*Action item*
Could you reproduce the lines below from the one with "Work through each" through the one with "box: [0, 517, 511, 753]"? Keep both ends and add nothing.

================

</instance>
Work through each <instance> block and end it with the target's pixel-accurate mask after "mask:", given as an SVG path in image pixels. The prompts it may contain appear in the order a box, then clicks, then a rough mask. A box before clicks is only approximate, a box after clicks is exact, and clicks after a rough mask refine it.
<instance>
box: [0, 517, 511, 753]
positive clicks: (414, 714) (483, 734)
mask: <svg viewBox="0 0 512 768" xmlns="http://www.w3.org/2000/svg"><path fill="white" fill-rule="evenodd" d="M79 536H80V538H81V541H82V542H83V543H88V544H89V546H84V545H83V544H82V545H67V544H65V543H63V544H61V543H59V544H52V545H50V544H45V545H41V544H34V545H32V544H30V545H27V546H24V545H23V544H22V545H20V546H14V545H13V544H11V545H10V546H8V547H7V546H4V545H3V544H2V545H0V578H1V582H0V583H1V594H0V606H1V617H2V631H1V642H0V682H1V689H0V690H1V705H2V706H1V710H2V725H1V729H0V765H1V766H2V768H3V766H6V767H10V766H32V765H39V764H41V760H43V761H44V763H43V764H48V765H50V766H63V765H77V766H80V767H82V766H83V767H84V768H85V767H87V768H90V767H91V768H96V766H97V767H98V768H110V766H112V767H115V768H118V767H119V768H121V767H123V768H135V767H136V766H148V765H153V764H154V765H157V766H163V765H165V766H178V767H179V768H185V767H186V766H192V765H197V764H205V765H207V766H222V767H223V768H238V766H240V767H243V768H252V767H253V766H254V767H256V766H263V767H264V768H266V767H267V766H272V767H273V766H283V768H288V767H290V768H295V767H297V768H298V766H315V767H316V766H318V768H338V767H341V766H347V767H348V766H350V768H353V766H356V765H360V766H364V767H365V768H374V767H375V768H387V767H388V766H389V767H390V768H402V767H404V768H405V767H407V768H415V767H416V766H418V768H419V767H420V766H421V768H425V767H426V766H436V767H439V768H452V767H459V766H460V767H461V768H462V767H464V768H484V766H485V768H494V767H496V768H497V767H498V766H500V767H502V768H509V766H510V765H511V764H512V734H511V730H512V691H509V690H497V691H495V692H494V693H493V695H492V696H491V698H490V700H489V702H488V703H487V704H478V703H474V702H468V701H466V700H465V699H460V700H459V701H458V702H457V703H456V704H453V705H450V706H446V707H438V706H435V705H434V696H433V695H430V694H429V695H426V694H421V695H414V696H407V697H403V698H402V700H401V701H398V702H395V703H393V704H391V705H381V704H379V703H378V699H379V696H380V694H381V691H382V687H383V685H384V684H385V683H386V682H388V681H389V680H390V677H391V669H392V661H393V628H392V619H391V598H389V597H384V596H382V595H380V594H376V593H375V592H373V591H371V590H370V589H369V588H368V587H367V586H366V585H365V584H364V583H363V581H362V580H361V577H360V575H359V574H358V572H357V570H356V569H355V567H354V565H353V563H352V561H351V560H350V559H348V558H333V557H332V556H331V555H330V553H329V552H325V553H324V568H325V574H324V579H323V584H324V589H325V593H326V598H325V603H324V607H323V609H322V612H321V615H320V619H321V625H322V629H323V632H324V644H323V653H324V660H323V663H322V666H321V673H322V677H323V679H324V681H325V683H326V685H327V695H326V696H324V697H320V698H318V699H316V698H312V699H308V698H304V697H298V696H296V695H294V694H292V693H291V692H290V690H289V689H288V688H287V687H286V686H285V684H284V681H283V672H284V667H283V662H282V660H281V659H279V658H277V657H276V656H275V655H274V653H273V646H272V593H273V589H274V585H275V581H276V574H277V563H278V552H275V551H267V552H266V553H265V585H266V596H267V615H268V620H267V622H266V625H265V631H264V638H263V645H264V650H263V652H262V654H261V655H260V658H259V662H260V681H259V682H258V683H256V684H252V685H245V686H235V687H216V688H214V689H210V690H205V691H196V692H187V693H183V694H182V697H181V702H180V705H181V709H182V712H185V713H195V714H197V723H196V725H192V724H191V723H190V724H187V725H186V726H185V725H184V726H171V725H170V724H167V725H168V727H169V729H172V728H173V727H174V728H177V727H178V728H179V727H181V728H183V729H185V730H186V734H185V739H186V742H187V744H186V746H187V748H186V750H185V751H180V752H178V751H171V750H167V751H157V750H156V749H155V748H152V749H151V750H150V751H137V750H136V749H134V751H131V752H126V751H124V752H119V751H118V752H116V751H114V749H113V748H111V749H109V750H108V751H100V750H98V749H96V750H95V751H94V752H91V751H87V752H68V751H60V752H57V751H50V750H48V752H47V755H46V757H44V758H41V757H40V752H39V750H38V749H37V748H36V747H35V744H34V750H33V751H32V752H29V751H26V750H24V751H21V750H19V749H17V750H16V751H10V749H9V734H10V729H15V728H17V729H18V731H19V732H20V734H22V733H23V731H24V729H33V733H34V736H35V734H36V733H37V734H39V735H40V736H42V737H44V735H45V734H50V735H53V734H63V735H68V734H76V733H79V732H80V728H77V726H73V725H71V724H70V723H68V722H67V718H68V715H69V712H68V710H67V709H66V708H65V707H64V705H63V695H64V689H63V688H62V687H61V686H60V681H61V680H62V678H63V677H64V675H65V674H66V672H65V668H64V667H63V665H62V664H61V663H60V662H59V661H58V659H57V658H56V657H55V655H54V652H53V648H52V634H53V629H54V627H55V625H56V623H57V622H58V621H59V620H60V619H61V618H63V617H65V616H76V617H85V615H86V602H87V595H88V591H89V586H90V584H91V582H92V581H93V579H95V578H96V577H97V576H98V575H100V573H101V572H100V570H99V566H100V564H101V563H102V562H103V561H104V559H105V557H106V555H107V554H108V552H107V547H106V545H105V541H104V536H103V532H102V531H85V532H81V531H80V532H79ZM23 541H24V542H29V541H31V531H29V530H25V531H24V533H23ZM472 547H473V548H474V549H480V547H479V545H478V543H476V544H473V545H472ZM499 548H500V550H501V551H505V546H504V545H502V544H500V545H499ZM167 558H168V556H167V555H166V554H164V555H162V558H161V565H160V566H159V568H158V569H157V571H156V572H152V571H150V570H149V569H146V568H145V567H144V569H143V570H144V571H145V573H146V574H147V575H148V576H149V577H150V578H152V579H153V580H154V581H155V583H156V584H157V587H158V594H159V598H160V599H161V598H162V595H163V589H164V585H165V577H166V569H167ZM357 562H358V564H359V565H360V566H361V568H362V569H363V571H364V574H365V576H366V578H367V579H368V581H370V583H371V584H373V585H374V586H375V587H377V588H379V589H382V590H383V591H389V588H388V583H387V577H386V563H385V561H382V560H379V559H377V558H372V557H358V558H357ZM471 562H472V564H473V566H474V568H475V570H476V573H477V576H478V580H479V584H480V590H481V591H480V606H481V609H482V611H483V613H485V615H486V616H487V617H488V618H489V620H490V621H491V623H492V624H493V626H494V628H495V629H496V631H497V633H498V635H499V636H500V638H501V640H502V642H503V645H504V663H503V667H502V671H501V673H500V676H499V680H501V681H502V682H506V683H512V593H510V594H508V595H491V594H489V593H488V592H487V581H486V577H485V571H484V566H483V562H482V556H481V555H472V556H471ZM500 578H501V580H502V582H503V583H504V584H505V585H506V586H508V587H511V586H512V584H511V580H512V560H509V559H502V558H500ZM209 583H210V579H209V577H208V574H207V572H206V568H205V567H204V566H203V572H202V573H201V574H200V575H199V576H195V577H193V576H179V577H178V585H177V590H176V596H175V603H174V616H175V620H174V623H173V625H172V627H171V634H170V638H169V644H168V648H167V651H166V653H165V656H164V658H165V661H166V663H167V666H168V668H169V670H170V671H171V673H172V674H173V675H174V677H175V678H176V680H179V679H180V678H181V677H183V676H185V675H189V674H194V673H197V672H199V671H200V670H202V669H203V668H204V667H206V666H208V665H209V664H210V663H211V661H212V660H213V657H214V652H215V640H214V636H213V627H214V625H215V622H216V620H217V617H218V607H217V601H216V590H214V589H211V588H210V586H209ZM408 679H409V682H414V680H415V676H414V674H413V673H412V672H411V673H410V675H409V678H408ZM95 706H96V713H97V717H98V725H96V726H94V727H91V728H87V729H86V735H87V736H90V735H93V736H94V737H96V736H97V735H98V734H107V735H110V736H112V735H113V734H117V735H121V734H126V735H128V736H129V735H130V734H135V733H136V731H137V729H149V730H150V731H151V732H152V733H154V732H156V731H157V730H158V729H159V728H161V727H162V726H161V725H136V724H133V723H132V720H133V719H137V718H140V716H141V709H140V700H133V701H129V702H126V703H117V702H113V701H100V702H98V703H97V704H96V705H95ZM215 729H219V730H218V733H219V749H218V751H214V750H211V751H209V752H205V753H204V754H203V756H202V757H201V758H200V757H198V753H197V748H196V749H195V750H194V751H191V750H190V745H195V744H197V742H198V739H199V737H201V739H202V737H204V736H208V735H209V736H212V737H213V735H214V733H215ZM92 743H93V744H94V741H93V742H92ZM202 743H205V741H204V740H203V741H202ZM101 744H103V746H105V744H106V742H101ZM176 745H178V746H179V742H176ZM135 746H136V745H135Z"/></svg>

================

*Answer below*
Work through each <instance> block and end it with the target's pixel-accurate mask after "mask:", given as an SVG path in image pixels. The prompts it may contain appear in the order a box, then clicks, then a rough mask. A box before clicks is only approximate, a box after clicks is exact, and clicks after a rough mask refine it.
<instance>
box: [0, 517, 511, 753]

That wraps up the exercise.